- Ross during his St Kilda career

Personal information
- Full name: James Allan Ross
- Born: 18 October 1927
- Died: 18 September 2015 (aged 87) Launceston, Tasmania
- Original team: Ringwood, Victoria
- Height: 183 cm (6 ft 0 in)
- Weight: 79.5 kg (175 lb)

Playing career^{1}
- Years: Club / Games (Goals)
- 1946–1954: St Kilda / 139 (171)
- ^{1} Playing statistics correct to the end of 1954.

Career highlights
- St Kilda Best and Fairest 1949, 1951–1952; St Kilda Leading goalkicker 1954; St Kilda Team of the Century member; Victorian state representative four times;

= Jim Ross (Australian footballer) =

Australian rules footballer, born 1927

James Allan Ross (18 October 1927 – 18 September 2015) was an Australian rules footballer in the VFL. He was a star ruckman and centre half-forward.

**Complete the following:**
A. In the text on footballer Jim Ross, explain what the superscript 1 after "Playing career" indicates about the figures 139 (171).
B. Proceed with the text on footballer Jim Ross, starting after its last sentence.

(Dataset items)
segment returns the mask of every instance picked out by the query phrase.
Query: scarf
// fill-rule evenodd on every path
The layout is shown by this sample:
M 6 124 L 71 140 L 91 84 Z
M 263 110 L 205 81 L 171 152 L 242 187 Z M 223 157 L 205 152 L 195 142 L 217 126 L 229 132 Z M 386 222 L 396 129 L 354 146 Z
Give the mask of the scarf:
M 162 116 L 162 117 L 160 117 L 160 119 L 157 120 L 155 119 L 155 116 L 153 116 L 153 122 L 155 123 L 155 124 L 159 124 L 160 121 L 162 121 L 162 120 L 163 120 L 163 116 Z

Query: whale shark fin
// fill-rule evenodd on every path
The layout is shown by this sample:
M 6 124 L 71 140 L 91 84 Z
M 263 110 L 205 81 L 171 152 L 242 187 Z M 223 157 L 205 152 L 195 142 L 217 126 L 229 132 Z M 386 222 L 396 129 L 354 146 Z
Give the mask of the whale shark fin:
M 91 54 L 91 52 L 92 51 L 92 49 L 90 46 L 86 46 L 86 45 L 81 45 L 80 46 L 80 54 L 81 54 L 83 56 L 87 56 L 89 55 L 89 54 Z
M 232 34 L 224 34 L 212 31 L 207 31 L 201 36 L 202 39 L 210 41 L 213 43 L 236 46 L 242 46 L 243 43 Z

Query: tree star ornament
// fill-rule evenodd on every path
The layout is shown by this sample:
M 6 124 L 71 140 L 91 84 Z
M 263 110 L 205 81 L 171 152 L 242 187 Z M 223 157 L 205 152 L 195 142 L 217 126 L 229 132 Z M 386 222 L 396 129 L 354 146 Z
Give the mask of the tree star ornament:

**Task-by-task answers:**
A. The superscript 1 marks a footnote stating that the playing statistics are correct to the end of 1954. The 139 games and 171 goals for St Kilda are therefore his totals through the 1954 season.

B.
Ross won three club Best and Fairest awards. He left St Kilda and coached in Tasmania when only 26 years old, winning All-Australian selection in 1958.

He was a member of St Kilda's Team of the Century, and he was the fifth Tasmanian inducted into St Kilda's Hall of Fame. During his career at St Kilda, he represented Victoria four times.

Ross died at the Launceston General Hospital in Launceston, Tasmania, on 18 September 2015.